**GIVEN EXERCISE**:
Quote the list of claims below from "If you decide" up to and including "the right one.".

**EXTRACT PROVIDED**:
All grocery shopping bags contain at least one stick of French Bread.

Once applied, lipstick will never rub off - even while scuba diving.

The Eiffel Tower can be seen from any window in Paris.

All single women have a cat.

When in love, it is customary to burst into song.

If you decide to start dancing in the street, everyone you bump into will know all the steps.

A full moon can occur for several nights in a row.

The person you trust most at work is probably the one who is trying to kill you.

Should you need to diffuse a bomb, don't worry about which wire to cut. You will always choose the right one.

The ventilation system of any building is the perfect hiding place. No-one will ever think of looking for you in there and you can travel to any other part of the building you want without difficulty.

If you need to reload your gun, you will always have more ammunition - even if you haven't been carrying any before now.

You're very likely to survive any battle in any war unless you make the mistake of showing someone a picture of your sweetheart back home.

Should you wish to pass yourself off as a German officer, it will not be necessary to speak the language. A German accent will do.

A man will show no pain while taking the most ferocious beating but will wince when a woman tries to clean his wounds.

If a large pane of glass is visible, someone will be thrown through it before long.

The Chief of Police is always black.

When paying for a taxi, don't look at your wallet as you take out a bill - just grab one at random and hand it over. It will always be the exact fare.

Large loft-style apartments in New York City are well within the price range of most people - whether they are employed or not.

**ENTRIES PROVIDED**:
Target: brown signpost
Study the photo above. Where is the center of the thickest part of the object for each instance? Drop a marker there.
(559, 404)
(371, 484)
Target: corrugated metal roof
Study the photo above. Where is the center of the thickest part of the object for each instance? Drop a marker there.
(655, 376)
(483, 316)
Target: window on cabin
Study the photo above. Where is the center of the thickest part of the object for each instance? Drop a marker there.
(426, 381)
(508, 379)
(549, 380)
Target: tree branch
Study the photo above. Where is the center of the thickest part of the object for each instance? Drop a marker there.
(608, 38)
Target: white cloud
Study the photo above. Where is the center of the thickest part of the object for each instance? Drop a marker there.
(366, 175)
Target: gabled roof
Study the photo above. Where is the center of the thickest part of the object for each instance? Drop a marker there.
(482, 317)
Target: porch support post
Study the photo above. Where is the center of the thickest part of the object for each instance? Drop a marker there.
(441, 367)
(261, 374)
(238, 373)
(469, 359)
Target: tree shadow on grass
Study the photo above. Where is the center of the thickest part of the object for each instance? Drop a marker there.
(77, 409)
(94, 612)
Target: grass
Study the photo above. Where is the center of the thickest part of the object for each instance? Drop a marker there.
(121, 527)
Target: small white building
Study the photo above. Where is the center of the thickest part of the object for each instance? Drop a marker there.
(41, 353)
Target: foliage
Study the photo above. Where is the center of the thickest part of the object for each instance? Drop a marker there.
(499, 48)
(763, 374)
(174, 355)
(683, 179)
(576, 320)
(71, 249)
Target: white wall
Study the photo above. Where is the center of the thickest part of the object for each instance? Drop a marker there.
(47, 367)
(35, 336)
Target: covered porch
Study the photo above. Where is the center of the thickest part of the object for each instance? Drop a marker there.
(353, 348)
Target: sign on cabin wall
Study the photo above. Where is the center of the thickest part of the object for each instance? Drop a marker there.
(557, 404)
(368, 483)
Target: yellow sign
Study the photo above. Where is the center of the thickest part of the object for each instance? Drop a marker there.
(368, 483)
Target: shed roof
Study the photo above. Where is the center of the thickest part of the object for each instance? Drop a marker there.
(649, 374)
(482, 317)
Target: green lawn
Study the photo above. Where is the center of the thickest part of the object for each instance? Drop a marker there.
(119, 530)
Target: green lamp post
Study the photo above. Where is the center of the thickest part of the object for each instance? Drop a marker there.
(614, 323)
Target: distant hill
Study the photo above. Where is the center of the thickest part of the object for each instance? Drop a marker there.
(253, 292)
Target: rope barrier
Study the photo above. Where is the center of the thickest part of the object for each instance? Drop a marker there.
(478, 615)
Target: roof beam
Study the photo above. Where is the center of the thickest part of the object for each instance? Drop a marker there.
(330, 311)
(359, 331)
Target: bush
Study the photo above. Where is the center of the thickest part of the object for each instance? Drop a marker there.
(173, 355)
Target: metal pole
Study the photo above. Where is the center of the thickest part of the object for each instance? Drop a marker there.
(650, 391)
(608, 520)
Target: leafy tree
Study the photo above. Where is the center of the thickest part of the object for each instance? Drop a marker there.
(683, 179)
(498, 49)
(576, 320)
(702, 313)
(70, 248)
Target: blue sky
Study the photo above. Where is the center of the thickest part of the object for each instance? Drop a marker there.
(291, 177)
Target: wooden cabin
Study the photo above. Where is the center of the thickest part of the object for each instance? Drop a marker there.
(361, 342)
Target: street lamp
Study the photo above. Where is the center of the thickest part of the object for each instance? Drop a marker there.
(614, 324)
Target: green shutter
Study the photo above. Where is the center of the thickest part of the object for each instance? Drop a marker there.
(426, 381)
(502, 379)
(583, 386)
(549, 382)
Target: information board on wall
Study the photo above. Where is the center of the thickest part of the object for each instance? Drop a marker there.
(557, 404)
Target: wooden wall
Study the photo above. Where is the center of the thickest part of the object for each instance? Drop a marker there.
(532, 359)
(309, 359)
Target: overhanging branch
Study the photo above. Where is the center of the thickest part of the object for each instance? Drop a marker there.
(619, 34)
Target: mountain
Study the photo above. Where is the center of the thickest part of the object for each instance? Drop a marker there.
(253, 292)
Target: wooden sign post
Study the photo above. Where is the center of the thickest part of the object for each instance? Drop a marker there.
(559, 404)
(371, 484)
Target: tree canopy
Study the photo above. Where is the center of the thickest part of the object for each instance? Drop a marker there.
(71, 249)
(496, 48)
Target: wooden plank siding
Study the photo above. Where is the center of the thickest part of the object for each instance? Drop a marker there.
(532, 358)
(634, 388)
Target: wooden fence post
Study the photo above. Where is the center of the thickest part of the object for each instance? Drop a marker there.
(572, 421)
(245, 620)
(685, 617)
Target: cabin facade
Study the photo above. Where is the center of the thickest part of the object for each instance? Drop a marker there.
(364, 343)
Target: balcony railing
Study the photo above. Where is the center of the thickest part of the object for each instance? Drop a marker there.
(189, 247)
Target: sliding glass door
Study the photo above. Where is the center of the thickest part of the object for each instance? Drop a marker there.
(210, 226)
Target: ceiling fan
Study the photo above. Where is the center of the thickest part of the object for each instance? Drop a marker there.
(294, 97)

**EXERCISE RESULT**:
If you decide to start dancing in the street, everyone you bump into will know all the steps.

A full moon can occur for several nights in a row.

The person you trust most at work is probably the one who is trying to kill you.

Should you need to diffuse a bomb, don't worry about which wire to cut. You will always choose the right one.